Recopiez à l'identique les lignes des enregistrements, de celle qui contient « find | overcast sky » jusqu'à celle qui contient « column 196, row 74 », cette dernière comprise.

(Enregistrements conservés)
+ + + +
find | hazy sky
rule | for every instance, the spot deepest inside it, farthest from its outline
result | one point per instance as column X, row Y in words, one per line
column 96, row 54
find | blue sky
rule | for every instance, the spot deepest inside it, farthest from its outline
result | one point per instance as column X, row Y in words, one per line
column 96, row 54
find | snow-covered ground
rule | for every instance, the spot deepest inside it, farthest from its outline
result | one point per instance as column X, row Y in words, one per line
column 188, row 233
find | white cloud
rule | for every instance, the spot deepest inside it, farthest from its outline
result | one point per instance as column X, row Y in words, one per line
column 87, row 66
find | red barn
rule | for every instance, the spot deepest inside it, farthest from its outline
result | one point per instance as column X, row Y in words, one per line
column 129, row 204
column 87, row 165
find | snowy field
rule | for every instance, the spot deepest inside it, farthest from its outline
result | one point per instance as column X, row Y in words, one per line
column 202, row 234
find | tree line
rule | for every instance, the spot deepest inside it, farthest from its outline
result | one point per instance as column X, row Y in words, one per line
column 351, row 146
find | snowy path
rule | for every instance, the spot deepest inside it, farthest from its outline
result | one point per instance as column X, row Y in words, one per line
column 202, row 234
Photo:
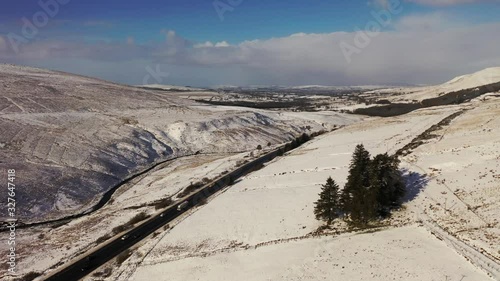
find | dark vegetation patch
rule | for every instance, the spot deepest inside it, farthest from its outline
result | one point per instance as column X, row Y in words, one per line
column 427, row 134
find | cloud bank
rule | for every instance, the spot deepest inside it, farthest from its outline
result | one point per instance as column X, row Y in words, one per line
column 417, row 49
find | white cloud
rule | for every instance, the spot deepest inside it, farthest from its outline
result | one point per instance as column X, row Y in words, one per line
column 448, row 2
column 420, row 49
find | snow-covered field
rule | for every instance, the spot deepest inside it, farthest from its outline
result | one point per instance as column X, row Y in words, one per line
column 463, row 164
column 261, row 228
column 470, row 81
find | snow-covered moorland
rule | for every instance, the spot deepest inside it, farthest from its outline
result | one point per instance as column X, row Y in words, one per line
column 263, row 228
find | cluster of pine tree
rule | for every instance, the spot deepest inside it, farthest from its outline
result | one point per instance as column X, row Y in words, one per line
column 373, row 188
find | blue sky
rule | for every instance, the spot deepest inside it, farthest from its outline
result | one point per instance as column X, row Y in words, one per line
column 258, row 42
+ + + +
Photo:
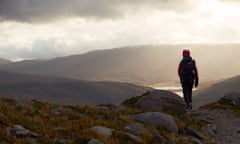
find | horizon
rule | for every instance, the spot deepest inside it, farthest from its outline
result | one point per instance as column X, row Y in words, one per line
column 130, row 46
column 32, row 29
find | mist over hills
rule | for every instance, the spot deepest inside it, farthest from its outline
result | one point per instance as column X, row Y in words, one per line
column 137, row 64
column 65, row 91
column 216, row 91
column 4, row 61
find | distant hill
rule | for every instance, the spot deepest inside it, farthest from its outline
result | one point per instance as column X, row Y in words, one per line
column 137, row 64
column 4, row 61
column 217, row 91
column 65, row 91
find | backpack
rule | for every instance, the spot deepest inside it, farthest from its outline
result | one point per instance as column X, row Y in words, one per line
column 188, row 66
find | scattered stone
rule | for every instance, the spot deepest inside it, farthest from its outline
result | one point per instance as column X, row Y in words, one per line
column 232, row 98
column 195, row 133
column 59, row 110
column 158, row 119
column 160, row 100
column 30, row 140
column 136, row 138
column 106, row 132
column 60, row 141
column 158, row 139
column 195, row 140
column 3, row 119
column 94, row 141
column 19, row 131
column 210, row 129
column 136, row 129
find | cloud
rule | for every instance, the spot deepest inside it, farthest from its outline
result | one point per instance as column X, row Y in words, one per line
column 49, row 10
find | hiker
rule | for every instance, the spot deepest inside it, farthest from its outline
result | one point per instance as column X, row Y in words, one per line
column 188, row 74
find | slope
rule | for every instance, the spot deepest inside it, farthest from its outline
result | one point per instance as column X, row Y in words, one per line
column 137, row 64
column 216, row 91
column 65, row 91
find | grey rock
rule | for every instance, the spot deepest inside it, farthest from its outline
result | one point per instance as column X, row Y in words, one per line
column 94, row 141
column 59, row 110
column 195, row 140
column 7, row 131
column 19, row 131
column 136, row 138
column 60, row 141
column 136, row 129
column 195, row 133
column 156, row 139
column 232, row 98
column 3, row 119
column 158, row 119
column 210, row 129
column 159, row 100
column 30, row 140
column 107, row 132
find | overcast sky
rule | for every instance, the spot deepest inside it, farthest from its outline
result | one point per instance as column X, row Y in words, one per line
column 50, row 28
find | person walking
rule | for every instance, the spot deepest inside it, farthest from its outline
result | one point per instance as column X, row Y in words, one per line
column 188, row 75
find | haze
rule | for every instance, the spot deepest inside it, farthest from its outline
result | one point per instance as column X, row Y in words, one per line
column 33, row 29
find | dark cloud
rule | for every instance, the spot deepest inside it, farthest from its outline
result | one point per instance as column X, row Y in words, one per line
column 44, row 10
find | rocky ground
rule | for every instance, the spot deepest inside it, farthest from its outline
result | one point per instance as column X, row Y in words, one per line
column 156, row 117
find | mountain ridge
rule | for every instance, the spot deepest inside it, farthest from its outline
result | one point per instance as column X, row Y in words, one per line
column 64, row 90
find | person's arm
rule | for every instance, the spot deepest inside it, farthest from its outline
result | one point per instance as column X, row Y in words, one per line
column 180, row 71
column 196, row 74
+ + + +
Corrigé détaillé:
find | overcast sky
rule | for every instance, the spot deepest inside it, farthest from its outline
result | one point per instance as column X, row Y in words, one per line
column 50, row 28
find | person walking
rule | for every instance, the spot deepest inside it, farthest from its outline
result | one point per instance as column X, row Y in words, one per line
column 188, row 75
find | haze
rule | for every instance, the spot deepest inside it, farthest from its outline
result | one point per instance as column X, row Y in words, one per line
column 33, row 29
find | dark cloud
rule | for every instance, the spot deepest inside it, farthest from its outline
result | one point per instance as column X, row Y in words, one per line
column 44, row 10
find | rocky ground
rule | for every instance, the spot deepest inside it, farthest from its outline
result | one point per instance as column X, row Y in words, one per line
column 156, row 117
find | mountain ridge
rule | for every instance, the spot deepest inside it, farthest from its outline
result | one point per instance as column X, row Y in words, one per line
column 64, row 90
find | person's arm
rule | for every instance, the spot deepest inside it, farthest from its outline
result | one point per instance as column X, row Y in words, one per line
column 180, row 71
column 196, row 74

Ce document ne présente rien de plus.